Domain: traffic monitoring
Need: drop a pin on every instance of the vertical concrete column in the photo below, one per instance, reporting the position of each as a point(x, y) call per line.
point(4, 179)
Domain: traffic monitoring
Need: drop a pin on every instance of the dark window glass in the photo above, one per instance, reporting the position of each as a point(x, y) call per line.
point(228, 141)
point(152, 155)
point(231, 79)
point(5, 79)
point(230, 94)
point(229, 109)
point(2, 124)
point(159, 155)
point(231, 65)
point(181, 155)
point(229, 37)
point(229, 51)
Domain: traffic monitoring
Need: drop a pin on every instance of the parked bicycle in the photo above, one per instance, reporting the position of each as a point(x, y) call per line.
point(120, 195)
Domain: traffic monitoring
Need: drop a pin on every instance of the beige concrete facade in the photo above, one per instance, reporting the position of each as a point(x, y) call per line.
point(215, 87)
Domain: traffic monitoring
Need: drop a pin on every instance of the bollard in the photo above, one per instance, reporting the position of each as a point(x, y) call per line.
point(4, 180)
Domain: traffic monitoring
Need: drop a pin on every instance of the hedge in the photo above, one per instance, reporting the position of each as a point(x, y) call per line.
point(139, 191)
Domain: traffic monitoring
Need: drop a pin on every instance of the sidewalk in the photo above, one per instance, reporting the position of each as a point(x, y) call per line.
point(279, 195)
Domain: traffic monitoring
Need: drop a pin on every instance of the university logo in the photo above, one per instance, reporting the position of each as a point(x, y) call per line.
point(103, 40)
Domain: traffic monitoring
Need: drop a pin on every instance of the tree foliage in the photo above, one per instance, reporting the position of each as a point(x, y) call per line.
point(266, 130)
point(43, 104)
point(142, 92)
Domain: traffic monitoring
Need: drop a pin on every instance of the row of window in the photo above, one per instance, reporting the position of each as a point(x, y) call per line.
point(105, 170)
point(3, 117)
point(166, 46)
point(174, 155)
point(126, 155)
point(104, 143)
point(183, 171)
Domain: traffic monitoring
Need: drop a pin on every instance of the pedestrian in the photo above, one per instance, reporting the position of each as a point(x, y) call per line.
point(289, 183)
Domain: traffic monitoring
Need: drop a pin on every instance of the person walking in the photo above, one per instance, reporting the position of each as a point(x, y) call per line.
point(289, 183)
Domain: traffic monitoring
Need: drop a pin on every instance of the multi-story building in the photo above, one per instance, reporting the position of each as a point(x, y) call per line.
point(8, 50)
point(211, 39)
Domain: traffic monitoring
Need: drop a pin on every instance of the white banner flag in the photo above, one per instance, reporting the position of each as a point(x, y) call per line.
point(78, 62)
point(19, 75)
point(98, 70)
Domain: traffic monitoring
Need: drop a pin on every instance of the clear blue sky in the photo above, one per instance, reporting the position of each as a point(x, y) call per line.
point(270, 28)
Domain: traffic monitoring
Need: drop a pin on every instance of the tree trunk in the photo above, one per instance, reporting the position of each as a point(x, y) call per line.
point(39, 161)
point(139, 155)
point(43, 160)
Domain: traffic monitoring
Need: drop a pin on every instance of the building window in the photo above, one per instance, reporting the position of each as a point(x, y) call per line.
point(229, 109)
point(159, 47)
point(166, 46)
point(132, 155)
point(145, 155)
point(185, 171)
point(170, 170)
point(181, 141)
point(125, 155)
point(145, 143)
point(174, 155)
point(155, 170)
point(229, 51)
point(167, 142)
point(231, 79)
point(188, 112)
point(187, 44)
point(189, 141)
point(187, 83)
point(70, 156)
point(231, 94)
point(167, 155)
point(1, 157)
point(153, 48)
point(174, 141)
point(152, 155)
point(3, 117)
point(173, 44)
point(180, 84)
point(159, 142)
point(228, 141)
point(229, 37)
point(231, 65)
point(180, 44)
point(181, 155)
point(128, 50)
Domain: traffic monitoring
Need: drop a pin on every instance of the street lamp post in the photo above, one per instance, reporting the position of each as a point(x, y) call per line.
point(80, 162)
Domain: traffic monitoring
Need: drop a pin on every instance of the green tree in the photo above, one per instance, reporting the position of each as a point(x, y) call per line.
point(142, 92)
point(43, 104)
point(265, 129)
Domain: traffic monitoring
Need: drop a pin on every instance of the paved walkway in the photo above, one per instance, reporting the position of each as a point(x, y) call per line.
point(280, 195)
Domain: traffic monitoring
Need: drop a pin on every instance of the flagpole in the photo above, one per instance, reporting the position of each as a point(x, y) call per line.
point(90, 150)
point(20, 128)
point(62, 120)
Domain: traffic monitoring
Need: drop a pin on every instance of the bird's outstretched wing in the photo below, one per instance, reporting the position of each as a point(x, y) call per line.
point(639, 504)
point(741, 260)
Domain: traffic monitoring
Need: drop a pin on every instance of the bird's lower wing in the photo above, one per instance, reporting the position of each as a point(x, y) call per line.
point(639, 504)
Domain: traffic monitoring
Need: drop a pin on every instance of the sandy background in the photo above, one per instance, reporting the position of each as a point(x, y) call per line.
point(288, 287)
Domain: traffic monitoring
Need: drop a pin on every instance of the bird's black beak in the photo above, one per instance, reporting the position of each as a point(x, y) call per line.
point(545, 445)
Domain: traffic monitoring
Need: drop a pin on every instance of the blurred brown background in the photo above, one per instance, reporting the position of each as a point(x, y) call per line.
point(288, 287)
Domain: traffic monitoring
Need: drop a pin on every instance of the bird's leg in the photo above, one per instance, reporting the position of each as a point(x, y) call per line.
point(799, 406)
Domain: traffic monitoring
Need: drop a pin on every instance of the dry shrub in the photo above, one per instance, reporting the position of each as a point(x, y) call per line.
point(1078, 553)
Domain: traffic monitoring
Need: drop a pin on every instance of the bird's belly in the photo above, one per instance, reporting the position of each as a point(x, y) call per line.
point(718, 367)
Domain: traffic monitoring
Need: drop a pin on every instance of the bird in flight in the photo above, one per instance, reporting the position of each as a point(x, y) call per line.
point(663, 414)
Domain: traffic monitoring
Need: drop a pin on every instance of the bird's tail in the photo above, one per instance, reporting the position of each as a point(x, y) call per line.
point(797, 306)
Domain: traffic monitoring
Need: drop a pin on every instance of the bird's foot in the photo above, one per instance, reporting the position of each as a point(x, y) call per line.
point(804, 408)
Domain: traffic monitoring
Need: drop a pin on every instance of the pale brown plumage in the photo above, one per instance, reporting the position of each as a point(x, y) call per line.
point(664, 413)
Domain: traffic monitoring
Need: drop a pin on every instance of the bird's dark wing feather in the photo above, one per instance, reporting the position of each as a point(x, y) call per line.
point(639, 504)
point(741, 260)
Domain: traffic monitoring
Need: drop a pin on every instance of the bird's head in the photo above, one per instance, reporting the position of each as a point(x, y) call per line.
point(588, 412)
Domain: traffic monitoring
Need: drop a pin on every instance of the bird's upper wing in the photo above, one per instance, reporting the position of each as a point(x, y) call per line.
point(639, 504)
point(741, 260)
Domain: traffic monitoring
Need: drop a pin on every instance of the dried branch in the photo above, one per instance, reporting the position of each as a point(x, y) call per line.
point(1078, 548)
....................
(Work instruction) Write the data out again. Match it word for word.

(Task result)
Domain: traffic monitoring
Need: drop a pin on every instance of the vertical concrete column in the photo below, one per instance, reporting the position of each as a point(x, y) call per line.
point(4, 179)
Domain: traffic monitoring
Need: drop a pin on every instance of the dark window glass in the photo above, one per instance, reporting the position of each as a point(x, y) call per line.
point(228, 141)
point(152, 155)
point(231, 79)
point(5, 79)
point(230, 94)
point(229, 109)
point(2, 124)
point(159, 155)
point(231, 65)
point(181, 155)
point(229, 37)
point(229, 51)
Domain: traffic monitoring
Need: drop a pin on every instance of the parked bicycle in the photo above, one per instance, reporting the position of each as a point(x, y) call per line.
point(120, 195)
Domain: traffic monitoring
Need: drop a pin on every instance of the beige concrete facade in the photo above, one per instance, reporting the position of each as a point(x, y) call per line.
point(215, 87)
Domain: traffic monitoring
Need: drop a pin on every instance of the bollard in the photo above, one per instance, reporting the position of each as a point(x, y) call per line.
point(4, 180)
Domain: traffic monitoring
Need: drop a pin on every instance of the hedge in the photo above, one per instance, reporting the position of each as a point(x, y) call per line.
point(139, 191)
Domain: traffic monitoring
Need: drop a pin on every instance of the sidewalk in the photo above, one per instance, reporting the position of each as a point(x, y) call per line.
point(279, 195)
Domain: traffic monitoring
Need: drop a pin on every instance of the university logo in the photo above, one per instance, reporting the position of each as a point(x, y) call per line.
point(103, 40)
Domain: traffic monitoring
Need: drop a pin on every instance of the tree foliage in the photo above, one per instance, reporting the position of each as a point(x, y) call per line.
point(266, 130)
point(43, 104)
point(142, 92)
Domain: traffic monitoring
Need: drop a pin on every instance of the row of window in the photo above, one per instance, reporting the position of each as a point(x, y) call per line.
point(105, 170)
point(3, 117)
point(166, 46)
point(174, 155)
point(126, 155)
point(104, 143)
point(183, 171)
Domain: traffic monitoring
Need: drop a pin on every instance of the pedestrian in the photo above, one per instance, reporting the position of each as a point(x, y) call per line.
point(289, 183)
Domain: traffic monitoring
Need: drop a pin on every instance of the person walking in the photo above, one per instance, reporting the position of each as a point(x, y) call per line.
point(289, 183)
Domain: traffic monitoring
Need: drop a pin on every instance of the multi-story building in the photo above, one per instance, reporting the position of each as a point(x, y) call per line.
point(8, 50)
point(211, 39)
Domain: traffic monitoring
Need: drop a pin on every instance of the white banner flag in the photo above, one per instance, reporting the position of each as a point(x, y) call per line.
point(78, 62)
point(19, 75)
point(98, 70)
Domain: traffic monitoring
Need: drop a pin on every instance of the clear blue sky in the photo above, one per instance, reporting the position of each as a point(x, y) call per line.
point(270, 28)
Domain: traffic monitoring
Need: drop a pin on every instance of the tree trunk in the photo above, one per instance, reporting the position of each as a point(x, y) call per line.
point(39, 161)
point(139, 155)
point(43, 160)
Domain: traffic monitoring
Need: drop a pin on every instance of the building window in the photo above, one per instance, reporting the position of each as a point(x, y) call per line.
point(229, 109)
point(159, 47)
point(166, 46)
point(132, 155)
point(145, 155)
point(185, 171)
point(170, 170)
point(181, 141)
point(125, 155)
point(145, 143)
point(174, 155)
point(155, 170)
point(229, 51)
point(167, 142)
point(231, 79)
point(188, 112)
point(187, 44)
point(189, 141)
point(187, 83)
point(70, 156)
point(231, 94)
point(167, 155)
point(1, 157)
point(153, 48)
point(174, 141)
point(152, 155)
point(3, 117)
point(173, 44)
point(180, 84)
point(159, 142)
point(228, 141)
point(229, 37)
point(231, 65)
point(180, 44)
point(181, 155)
point(128, 50)
Domain: traffic monitoring
Need: drop a pin on every instance of the street lamp post in the photo above, one per instance, reporting the position of each as a point(x, y) call per line.
point(80, 162)
Domain: traffic monitoring
Need: drop a pin on every instance of the green tree in the photo above, one per instance, reporting the position of each as a point(x, y) call per line.
point(142, 92)
point(43, 104)
point(265, 129)
Domain: traffic monitoring
Need: drop a pin on every instance of the paved walkway in the photo above, one per instance, reporting the position of each as a point(x, y) call per line.
point(280, 195)
Domain: traffic monitoring
Need: drop a pin on every instance of the flagpole in the photo above, one per instance, reporting the position of each as a point(x, y) call per line.
point(90, 150)
point(20, 128)
point(62, 120)
Domain: traffic monitoring
Need: drop a pin on every instance of the bird's outstretched wing in the photo below, one per instance, reporting the position of each as a point(x, y) call per line.
point(639, 504)
point(741, 260)
Domain: traffic monitoring
Need: drop a pin on every instance of the bird's lower wing in the photo above, one per instance, reporting the position of each as a point(x, y) call per line.
point(639, 504)
Domain: traffic monitoring
Need: drop a pin on every instance of the sandy background in the photo above, one per instance, reporting the position of each as a point(x, y) call per line.
point(288, 287)
Domain: traffic monitoring
Need: drop a pin on every instance of the bird's black beak in the photo above, one per instance, reporting the position of each as a point(x, y) call per line.
point(545, 445)
Domain: traffic monitoring
Need: drop a pin on every instance of the blurred brown background in the photo above, one per instance, reporting the position of each as a point(x, y) call per line.
point(288, 287)
Domain: traffic monitoring
Need: drop a pin on every instance of the bird's leg in the photo above, one per instance, reporting the position of each as a point(x, y) call per line.
point(799, 406)
Domain: traffic monitoring
Need: drop a pin on every instance of the dry shrub in the photo above, one per instance, reporting the position of each as a point(x, y) call per line.
point(1078, 553)
Domain: traffic monitoring
Need: drop a pin on every instance of the bird's belly in the photo above, one per instance, reporting the position of each as a point(x, y) call per line.
point(718, 367)
Domain: traffic monitoring
Need: drop a pin on every instance of the bird in flight in the photo above, one per instance, reporting the position of each as a point(x, y) call per line.
point(663, 414)
Domain: traffic monitoring
Need: drop a pin on every instance of the bird's tail in the photo above, one per instance, reporting the position of each as a point(x, y) call per line.
point(797, 306)
Domain: traffic monitoring
Need: drop a pin on every instance of the bird's foot in the photo above, one per instance, reporting the position of each as a point(x, y) call per line.
point(804, 408)
Domain: traffic monitoring
Need: drop a pin on every instance of the pale brown plumage in the photo above, one per instance, reporting the position of each as a point(x, y) call per line.
point(664, 413)
Domain: traffic monitoring
Need: drop a pin on every instance of the bird's dark wing feather in the photo above, one per instance, reporting the position of each as a point(x, y) call per line.
point(639, 504)
point(741, 260)
Domain: traffic monitoring
Need: drop a pin on every instance of the bird's head in the photo above, one per instance, reporting the position of each as a point(x, y) call per line.
point(588, 412)
Domain: traffic monitoring
Need: drop a pin on every instance of the bird's upper wing in the photo above, one per instance, reporting the position of each as a point(x, y) call per line.
point(639, 504)
point(741, 260)
Domain: traffic monitoring
Need: drop a pin on every instance of the dried branch in the photo above, one per instance, reporting the position of each as a point(x, y) call per line.
point(1078, 548)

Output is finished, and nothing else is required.